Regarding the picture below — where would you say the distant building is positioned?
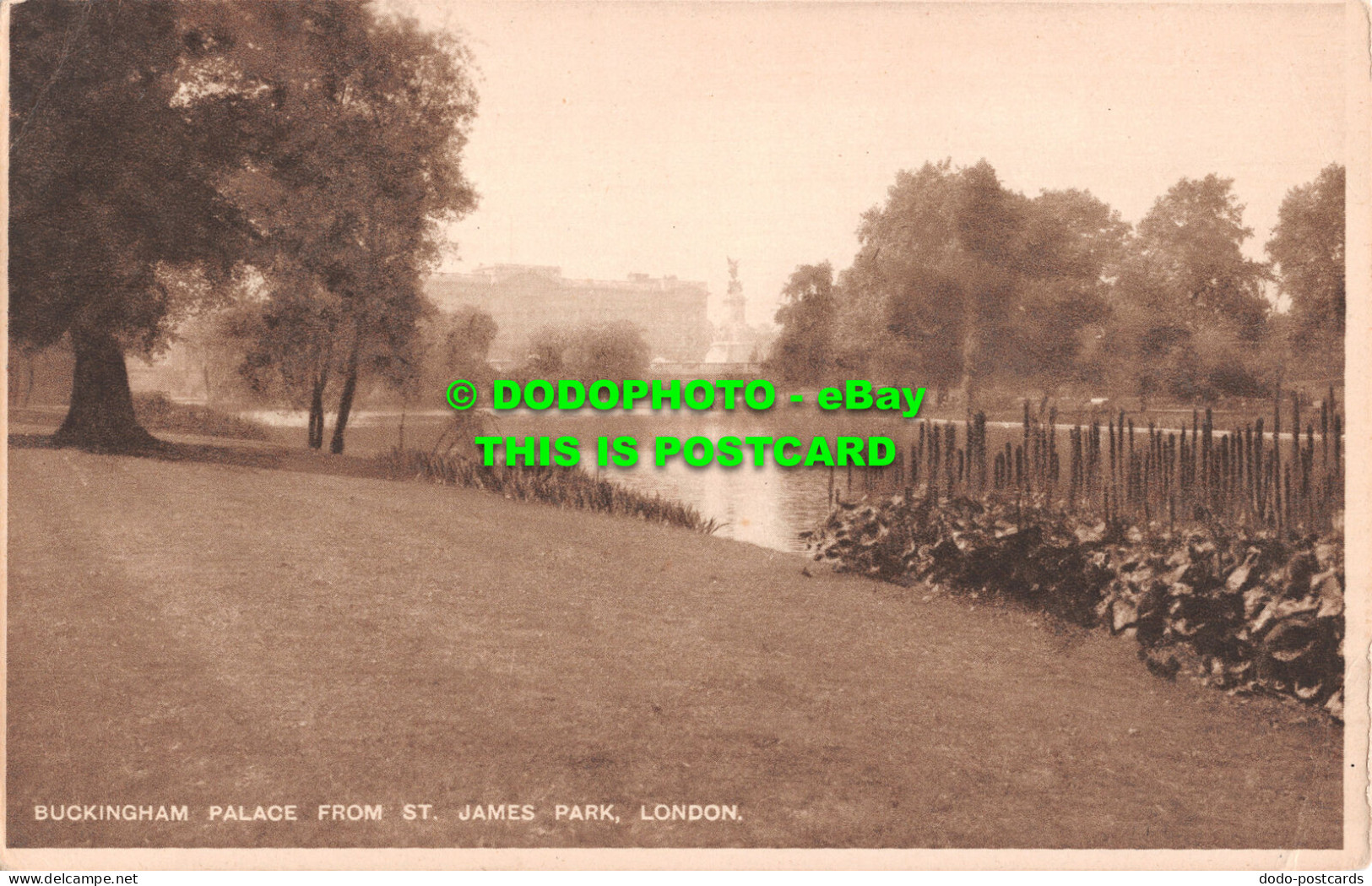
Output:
[426,264,711,365]
[705,258,763,365]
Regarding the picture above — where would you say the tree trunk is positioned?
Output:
[52,332,158,453]
[309,372,329,448]
[329,347,357,455]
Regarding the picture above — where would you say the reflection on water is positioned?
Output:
[244,407,889,550]
[244,405,1339,550]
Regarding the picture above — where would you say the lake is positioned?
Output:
[243,403,1339,550]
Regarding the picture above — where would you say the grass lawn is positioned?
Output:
[7,448,1342,848]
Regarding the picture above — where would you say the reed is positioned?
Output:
[829,387,1345,538]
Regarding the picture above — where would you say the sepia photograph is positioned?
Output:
[0,0,1372,882]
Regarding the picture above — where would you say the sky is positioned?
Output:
[386,0,1346,323]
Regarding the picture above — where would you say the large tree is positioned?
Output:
[1110,174,1271,400]
[9,0,248,450]
[1268,163,1348,350]
[767,262,838,383]
[841,160,1128,398]
[209,3,476,453]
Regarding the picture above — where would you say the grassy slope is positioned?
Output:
[7,448,1341,848]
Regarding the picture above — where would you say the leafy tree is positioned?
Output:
[228,3,476,453]
[1268,163,1348,352]
[1110,174,1271,400]
[841,160,1128,398]
[9,0,250,450]
[767,262,838,383]
[1137,173,1271,341]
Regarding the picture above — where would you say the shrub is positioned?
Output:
[803,495,1345,717]
[133,392,272,440]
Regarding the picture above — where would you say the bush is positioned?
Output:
[803,495,1345,717]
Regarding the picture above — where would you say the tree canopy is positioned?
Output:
[11,0,476,450]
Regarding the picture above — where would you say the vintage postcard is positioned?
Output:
[0,0,1372,871]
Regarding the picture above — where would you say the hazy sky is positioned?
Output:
[391,0,1345,323]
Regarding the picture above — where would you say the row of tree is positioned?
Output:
[768,160,1345,402]
[9,0,476,451]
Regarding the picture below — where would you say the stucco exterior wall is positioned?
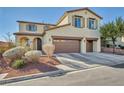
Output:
[16,35,42,49]
[68,10,101,29]
[19,23,44,33]
[57,16,69,26]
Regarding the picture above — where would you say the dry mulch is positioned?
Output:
[0,57,60,78]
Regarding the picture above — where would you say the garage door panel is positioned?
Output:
[54,40,80,53]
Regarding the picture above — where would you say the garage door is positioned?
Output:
[54,39,80,53]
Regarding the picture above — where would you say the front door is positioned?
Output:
[86,40,93,52]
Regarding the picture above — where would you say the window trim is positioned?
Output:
[72,15,85,28]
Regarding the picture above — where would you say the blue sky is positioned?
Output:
[0,7,124,40]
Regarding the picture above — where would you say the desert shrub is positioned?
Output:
[24,50,42,62]
[3,46,26,60]
[11,59,26,69]
[43,44,55,57]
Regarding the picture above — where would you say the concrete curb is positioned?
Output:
[0,70,65,85]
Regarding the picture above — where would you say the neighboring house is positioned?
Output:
[14,8,102,53]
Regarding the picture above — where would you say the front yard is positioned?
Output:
[0,56,60,78]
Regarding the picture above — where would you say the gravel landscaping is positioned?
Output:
[0,56,60,78]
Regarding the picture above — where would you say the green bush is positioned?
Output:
[11,59,26,69]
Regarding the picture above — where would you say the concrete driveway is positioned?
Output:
[56,53,124,69]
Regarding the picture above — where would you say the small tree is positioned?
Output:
[100,17,124,53]
[3,32,14,48]
[43,44,55,58]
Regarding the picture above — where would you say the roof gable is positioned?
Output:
[57,8,103,25]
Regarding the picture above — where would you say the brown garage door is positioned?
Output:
[54,39,80,53]
[86,40,93,52]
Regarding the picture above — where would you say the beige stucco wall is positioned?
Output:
[58,10,101,30]
[43,26,101,53]
[19,23,44,33]
[68,10,100,29]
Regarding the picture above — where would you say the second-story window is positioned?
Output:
[26,24,37,31]
[88,18,96,29]
[74,17,81,28]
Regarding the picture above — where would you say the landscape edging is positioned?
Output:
[0,69,65,85]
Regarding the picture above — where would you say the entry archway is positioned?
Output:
[33,38,42,50]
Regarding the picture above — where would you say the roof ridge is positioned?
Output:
[16,20,56,26]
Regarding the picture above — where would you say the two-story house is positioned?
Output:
[14,8,102,53]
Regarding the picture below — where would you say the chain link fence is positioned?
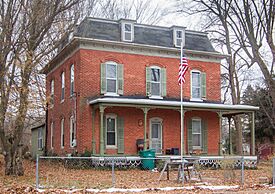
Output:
[36,156,258,189]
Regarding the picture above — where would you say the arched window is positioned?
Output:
[191,70,206,101]
[51,122,54,149]
[70,116,76,147]
[60,118,65,148]
[191,70,201,99]
[61,71,65,102]
[70,64,75,96]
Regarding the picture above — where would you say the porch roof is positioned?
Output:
[89,96,259,116]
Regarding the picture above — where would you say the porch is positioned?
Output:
[89,97,258,156]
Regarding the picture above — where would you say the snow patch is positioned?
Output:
[197,185,239,190]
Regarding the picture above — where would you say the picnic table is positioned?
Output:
[159,157,201,182]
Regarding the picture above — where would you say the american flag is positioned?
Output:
[178,51,189,85]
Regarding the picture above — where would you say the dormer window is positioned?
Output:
[121,23,134,42]
[173,27,185,47]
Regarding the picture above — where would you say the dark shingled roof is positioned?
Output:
[74,18,216,52]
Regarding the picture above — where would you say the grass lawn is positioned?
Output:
[0,156,272,193]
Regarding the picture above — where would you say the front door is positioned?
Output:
[150,121,162,154]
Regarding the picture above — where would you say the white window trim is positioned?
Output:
[121,22,134,42]
[60,118,65,149]
[51,122,54,149]
[105,114,117,149]
[104,61,119,96]
[149,65,163,99]
[149,117,163,154]
[60,71,65,103]
[70,64,75,96]
[192,117,202,149]
[190,69,203,102]
[37,127,43,150]
[70,116,76,148]
[173,27,185,47]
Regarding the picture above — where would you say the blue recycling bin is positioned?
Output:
[139,149,156,170]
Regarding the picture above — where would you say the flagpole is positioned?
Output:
[180,42,184,160]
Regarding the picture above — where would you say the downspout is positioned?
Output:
[43,102,49,155]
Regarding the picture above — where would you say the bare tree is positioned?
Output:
[0,0,79,175]
[177,0,275,153]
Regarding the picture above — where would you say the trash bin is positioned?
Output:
[139,149,156,170]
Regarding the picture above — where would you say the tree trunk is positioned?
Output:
[5,147,24,176]
[233,116,243,155]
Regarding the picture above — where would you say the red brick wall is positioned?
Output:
[77,49,221,101]
[46,49,220,154]
[46,52,80,154]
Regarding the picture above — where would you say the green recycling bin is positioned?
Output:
[139,149,156,170]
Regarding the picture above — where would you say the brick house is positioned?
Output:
[43,18,257,155]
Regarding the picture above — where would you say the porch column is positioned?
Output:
[178,110,187,155]
[227,116,233,155]
[99,106,106,155]
[92,108,96,154]
[218,112,222,156]
[251,112,255,156]
[142,108,150,150]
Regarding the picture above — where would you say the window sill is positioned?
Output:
[104,93,119,96]
[190,98,203,102]
[149,96,163,100]
[193,146,201,150]
[106,145,117,150]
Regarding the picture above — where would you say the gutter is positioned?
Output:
[89,98,259,111]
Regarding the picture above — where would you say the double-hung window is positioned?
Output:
[191,70,206,100]
[173,27,185,47]
[106,115,117,147]
[70,116,76,147]
[50,79,54,106]
[192,118,202,148]
[192,71,201,99]
[70,64,75,96]
[122,23,134,42]
[100,61,124,96]
[151,67,161,96]
[106,63,117,93]
[61,72,65,102]
[51,122,54,149]
[38,127,43,150]
[146,66,166,98]
[60,118,65,148]
[175,30,183,47]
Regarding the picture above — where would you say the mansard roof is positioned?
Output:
[74,18,216,52]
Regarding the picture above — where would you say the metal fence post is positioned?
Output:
[181,158,184,185]
[35,154,39,189]
[272,158,275,186]
[112,158,115,187]
[241,156,244,186]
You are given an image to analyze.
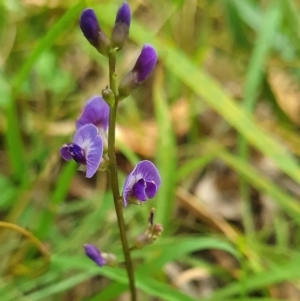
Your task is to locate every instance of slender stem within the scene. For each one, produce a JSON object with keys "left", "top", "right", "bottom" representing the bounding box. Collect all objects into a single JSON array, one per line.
[{"left": 108, "top": 51, "right": 137, "bottom": 301}]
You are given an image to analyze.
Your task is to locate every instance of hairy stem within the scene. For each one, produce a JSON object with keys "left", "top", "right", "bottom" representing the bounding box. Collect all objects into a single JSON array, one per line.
[{"left": 108, "top": 51, "right": 137, "bottom": 301}]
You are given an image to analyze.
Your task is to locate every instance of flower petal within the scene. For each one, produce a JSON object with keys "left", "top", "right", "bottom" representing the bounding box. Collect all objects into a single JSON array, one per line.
[
  {"left": 145, "top": 181, "right": 157, "bottom": 199},
  {"left": 83, "top": 244, "right": 106, "bottom": 266},
  {"left": 76, "top": 96, "right": 109, "bottom": 131},
  {"left": 86, "top": 136, "right": 103, "bottom": 178},
  {"left": 132, "top": 179, "right": 147, "bottom": 202},
  {"left": 73, "top": 124, "right": 98, "bottom": 151},
  {"left": 59, "top": 143, "right": 72, "bottom": 161},
  {"left": 132, "top": 44, "right": 157, "bottom": 84},
  {"left": 79, "top": 8, "right": 100, "bottom": 47},
  {"left": 115, "top": 2, "right": 131, "bottom": 27},
  {"left": 132, "top": 160, "right": 161, "bottom": 188},
  {"left": 123, "top": 160, "right": 161, "bottom": 207}
]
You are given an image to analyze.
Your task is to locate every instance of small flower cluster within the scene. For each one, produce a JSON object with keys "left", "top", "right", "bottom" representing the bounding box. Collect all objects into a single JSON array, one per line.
[
  {"left": 60, "top": 2, "right": 162, "bottom": 266},
  {"left": 79, "top": 2, "right": 157, "bottom": 99}
]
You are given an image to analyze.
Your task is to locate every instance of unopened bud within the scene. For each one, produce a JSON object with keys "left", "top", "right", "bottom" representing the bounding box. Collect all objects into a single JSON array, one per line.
[
  {"left": 79, "top": 8, "right": 110, "bottom": 54},
  {"left": 119, "top": 44, "right": 157, "bottom": 98}
]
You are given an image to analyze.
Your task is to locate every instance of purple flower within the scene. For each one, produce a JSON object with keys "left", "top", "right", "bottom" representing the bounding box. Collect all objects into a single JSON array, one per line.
[
  {"left": 123, "top": 160, "right": 161, "bottom": 207},
  {"left": 119, "top": 44, "right": 157, "bottom": 98},
  {"left": 83, "top": 244, "right": 106, "bottom": 267},
  {"left": 60, "top": 124, "right": 103, "bottom": 178},
  {"left": 76, "top": 96, "right": 109, "bottom": 132},
  {"left": 79, "top": 8, "right": 101, "bottom": 48},
  {"left": 111, "top": 2, "right": 131, "bottom": 49},
  {"left": 79, "top": 8, "right": 110, "bottom": 54}
]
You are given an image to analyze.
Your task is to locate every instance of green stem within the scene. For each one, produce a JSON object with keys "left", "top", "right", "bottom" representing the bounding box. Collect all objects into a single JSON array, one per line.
[{"left": 108, "top": 51, "right": 137, "bottom": 301}]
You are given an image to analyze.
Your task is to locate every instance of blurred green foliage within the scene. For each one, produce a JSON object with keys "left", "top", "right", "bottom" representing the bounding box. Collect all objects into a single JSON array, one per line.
[{"left": 0, "top": 0, "right": 300, "bottom": 301}]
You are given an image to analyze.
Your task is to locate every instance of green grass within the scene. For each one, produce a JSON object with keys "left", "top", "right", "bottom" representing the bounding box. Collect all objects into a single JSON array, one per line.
[{"left": 0, "top": 0, "right": 300, "bottom": 301}]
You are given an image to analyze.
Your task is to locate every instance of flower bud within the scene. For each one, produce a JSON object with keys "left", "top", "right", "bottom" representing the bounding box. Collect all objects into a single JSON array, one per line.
[
  {"left": 83, "top": 244, "right": 106, "bottom": 267},
  {"left": 79, "top": 8, "right": 110, "bottom": 54},
  {"left": 83, "top": 244, "right": 118, "bottom": 267},
  {"left": 119, "top": 44, "right": 157, "bottom": 98},
  {"left": 111, "top": 2, "right": 131, "bottom": 49}
]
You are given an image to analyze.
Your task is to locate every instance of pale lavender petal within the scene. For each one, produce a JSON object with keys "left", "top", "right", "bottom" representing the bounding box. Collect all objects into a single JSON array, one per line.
[
  {"left": 69, "top": 143, "right": 86, "bottom": 164},
  {"left": 132, "top": 179, "right": 147, "bottom": 202},
  {"left": 73, "top": 124, "right": 98, "bottom": 152},
  {"left": 76, "top": 96, "right": 109, "bottom": 131},
  {"left": 86, "top": 136, "right": 103, "bottom": 178},
  {"left": 59, "top": 143, "right": 72, "bottom": 161},
  {"left": 123, "top": 160, "right": 161, "bottom": 207},
  {"left": 83, "top": 244, "right": 106, "bottom": 266},
  {"left": 145, "top": 181, "right": 157, "bottom": 199}
]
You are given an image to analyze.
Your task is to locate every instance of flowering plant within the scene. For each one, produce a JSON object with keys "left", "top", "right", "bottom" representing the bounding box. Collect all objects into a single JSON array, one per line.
[{"left": 60, "top": 2, "right": 163, "bottom": 300}]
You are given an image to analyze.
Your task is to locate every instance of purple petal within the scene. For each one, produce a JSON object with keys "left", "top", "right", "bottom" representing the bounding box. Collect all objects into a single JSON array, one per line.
[
  {"left": 123, "top": 160, "right": 161, "bottom": 207},
  {"left": 83, "top": 244, "right": 106, "bottom": 266},
  {"left": 79, "top": 8, "right": 100, "bottom": 47},
  {"left": 76, "top": 96, "right": 109, "bottom": 131},
  {"left": 115, "top": 2, "right": 131, "bottom": 27},
  {"left": 132, "top": 44, "right": 157, "bottom": 84},
  {"left": 73, "top": 124, "right": 98, "bottom": 152},
  {"left": 59, "top": 143, "right": 72, "bottom": 161},
  {"left": 132, "top": 160, "right": 161, "bottom": 188},
  {"left": 132, "top": 179, "right": 147, "bottom": 202},
  {"left": 145, "top": 181, "right": 157, "bottom": 199},
  {"left": 69, "top": 143, "right": 86, "bottom": 164},
  {"left": 86, "top": 136, "right": 103, "bottom": 178}
]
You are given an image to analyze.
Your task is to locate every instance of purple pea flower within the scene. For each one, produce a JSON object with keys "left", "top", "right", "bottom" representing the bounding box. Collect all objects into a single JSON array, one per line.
[
  {"left": 119, "top": 44, "right": 157, "bottom": 98},
  {"left": 79, "top": 8, "right": 110, "bottom": 54},
  {"left": 83, "top": 244, "right": 106, "bottom": 267},
  {"left": 123, "top": 160, "right": 161, "bottom": 207},
  {"left": 60, "top": 124, "right": 103, "bottom": 178},
  {"left": 76, "top": 96, "right": 109, "bottom": 132},
  {"left": 115, "top": 1, "right": 131, "bottom": 27},
  {"left": 111, "top": 2, "right": 131, "bottom": 49}
]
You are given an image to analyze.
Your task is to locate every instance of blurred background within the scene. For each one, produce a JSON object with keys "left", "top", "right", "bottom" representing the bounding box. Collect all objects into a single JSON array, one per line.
[{"left": 0, "top": 0, "right": 300, "bottom": 301}]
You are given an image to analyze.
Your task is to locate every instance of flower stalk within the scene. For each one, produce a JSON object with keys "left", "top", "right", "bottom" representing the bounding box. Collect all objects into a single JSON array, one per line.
[{"left": 108, "top": 50, "right": 137, "bottom": 301}]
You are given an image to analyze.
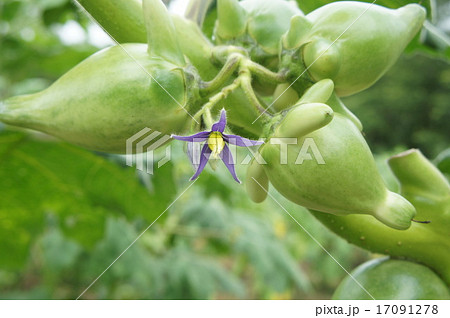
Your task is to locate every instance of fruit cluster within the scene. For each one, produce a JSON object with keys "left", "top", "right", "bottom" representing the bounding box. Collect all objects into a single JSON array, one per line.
[{"left": 0, "top": 0, "right": 450, "bottom": 298}]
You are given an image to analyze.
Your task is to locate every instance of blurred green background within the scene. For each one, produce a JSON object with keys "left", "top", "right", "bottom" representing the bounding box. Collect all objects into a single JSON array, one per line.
[{"left": 0, "top": 0, "right": 450, "bottom": 299}]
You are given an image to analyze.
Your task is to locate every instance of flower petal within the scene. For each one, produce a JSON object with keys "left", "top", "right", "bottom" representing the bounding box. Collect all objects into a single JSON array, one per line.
[
  {"left": 191, "top": 143, "right": 211, "bottom": 181},
  {"left": 223, "top": 134, "right": 264, "bottom": 147},
  {"left": 211, "top": 109, "right": 227, "bottom": 133},
  {"left": 186, "top": 141, "right": 202, "bottom": 171},
  {"left": 220, "top": 145, "right": 241, "bottom": 183},
  {"left": 170, "top": 131, "right": 211, "bottom": 142}
]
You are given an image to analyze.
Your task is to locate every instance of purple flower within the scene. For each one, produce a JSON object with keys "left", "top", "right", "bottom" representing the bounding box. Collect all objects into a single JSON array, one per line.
[{"left": 171, "top": 109, "right": 264, "bottom": 183}]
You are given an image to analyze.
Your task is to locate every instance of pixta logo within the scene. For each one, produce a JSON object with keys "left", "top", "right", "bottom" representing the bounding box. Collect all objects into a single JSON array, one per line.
[{"left": 126, "top": 127, "right": 171, "bottom": 174}]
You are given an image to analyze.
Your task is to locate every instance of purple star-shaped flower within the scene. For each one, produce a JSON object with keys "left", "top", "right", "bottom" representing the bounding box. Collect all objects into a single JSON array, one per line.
[{"left": 171, "top": 109, "right": 264, "bottom": 183}]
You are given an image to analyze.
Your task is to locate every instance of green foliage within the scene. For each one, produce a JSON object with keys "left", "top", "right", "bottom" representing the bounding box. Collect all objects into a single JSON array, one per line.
[
  {"left": 344, "top": 55, "right": 450, "bottom": 158},
  {"left": 0, "top": 0, "right": 450, "bottom": 299}
]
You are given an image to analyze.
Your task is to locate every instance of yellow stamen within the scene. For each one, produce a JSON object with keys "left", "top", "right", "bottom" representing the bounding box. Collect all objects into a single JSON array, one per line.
[{"left": 208, "top": 131, "right": 225, "bottom": 159}]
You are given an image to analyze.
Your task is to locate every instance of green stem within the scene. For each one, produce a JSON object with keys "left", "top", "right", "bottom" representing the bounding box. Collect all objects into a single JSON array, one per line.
[
  {"left": 200, "top": 54, "right": 243, "bottom": 96},
  {"left": 245, "top": 59, "right": 286, "bottom": 84},
  {"left": 184, "top": 0, "right": 213, "bottom": 27},
  {"left": 239, "top": 68, "right": 272, "bottom": 118}
]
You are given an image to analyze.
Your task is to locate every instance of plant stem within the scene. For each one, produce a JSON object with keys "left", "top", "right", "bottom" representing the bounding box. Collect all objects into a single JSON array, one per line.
[{"left": 245, "top": 59, "right": 286, "bottom": 84}]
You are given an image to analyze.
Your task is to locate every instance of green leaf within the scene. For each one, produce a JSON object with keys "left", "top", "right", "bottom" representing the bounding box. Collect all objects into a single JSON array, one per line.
[{"left": 0, "top": 132, "right": 174, "bottom": 268}]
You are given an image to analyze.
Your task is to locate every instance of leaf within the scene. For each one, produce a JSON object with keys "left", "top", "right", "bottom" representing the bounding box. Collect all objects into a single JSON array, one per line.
[
  {"left": 0, "top": 132, "right": 174, "bottom": 268},
  {"left": 297, "top": 0, "right": 434, "bottom": 19}
]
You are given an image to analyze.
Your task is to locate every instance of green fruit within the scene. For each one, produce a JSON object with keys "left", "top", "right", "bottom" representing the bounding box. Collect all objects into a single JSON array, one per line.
[
  {"left": 245, "top": 160, "right": 269, "bottom": 203},
  {"left": 72, "top": 0, "right": 263, "bottom": 138},
  {"left": 214, "top": 0, "right": 303, "bottom": 59},
  {"left": 77, "top": 0, "right": 147, "bottom": 43},
  {"left": 0, "top": 44, "right": 198, "bottom": 153},
  {"left": 272, "top": 103, "right": 333, "bottom": 138},
  {"left": 333, "top": 258, "right": 450, "bottom": 300},
  {"left": 312, "top": 150, "right": 450, "bottom": 285},
  {"left": 272, "top": 83, "right": 298, "bottom": 112},
  {"left": 283, "top": 1, "right": 425, "bottom": 96},
  {"left": 261, "top": 113, "right": 415, "bottom": 230}
]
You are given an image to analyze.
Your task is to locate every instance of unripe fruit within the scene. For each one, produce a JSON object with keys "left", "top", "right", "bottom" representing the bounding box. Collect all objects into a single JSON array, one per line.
[
  {"left": 272, "top": 83, "right": 298, "bottom": 112},
  {"left": 333, "top": 258, "right": 450, "bottom": 300},
  {"left": 0, "top": 44, "right": 197, "bottom": 153},
  {"left": 245, "top": 159, "right": 269, "bottom": 203},
  {"left": 296, "top": 1, "right": 425, "bottom": 96},
  {"left": 261, "top": 113, "right": 415, "bottom": 230},
  {"left": 273, "top": 103, "right": 333, "bottom": 138},
  {"left": 311, "top": 150, "right": 450, "bottom": 286},
  {"left": 214, "top": 0, "right": 303, "bottom": 56},
  {"left": 302, "top": 39, "right": 341, "bottom": 80}
]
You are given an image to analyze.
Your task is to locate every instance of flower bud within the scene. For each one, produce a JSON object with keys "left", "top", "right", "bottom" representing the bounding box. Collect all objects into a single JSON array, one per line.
[
  {"left": 272, "top": 83, "right": 298, "bottom": 112},
  {"left": 260, "top": 113, "right": 415, "bottom": 230},
  {"left": 273, "top": 103, "right": 333, "bottom": 137}
]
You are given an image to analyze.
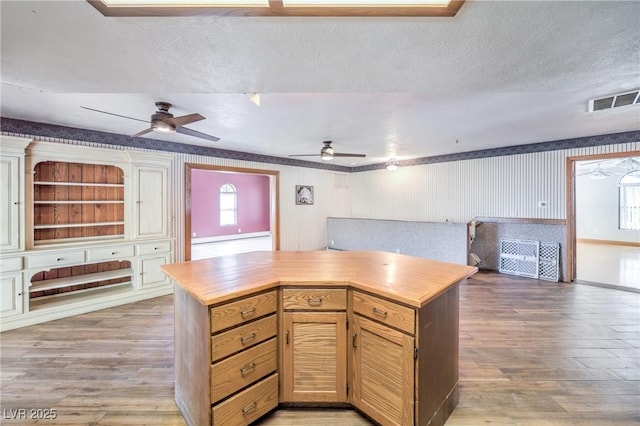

Given problem:
Rewrite every line in the stretch from the first line through the line containing "[329,347,357,455]", offsetting each bounding-box coordinate by 38, and leave out any picture.

Answer to the exercise:
Regarding the picture below — where would you say the distant building is positioned?
Output:
[464,302,749,403]
[743,296,801,403]
Regarding the picture above — where would you say the tree trunk is positioned?
Output:
[90,370,196,491]
[347,410,367,486]
[367,385,395,493]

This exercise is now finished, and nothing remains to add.